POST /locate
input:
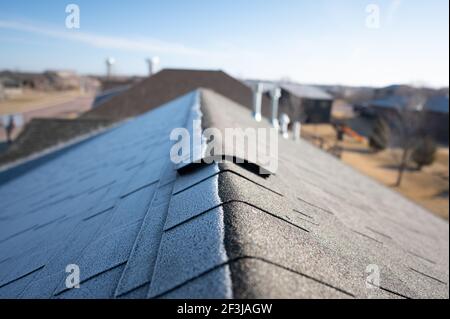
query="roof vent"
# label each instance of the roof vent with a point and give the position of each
(276, 95)
(257, 100)
(109, 65)
(284, 123)
(152, 65)
(297, 130)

What the task asks: Line by line, return the listing above exactly, leaving out its pictures.

Response to the task:
POST /locate
input:
query="roof vent"
# label each instance of the roof vent with a point and give the position of each
(276, 95)
(257, 100)
(109, 65)
(284, 123)
(152, 65)
(297, 130)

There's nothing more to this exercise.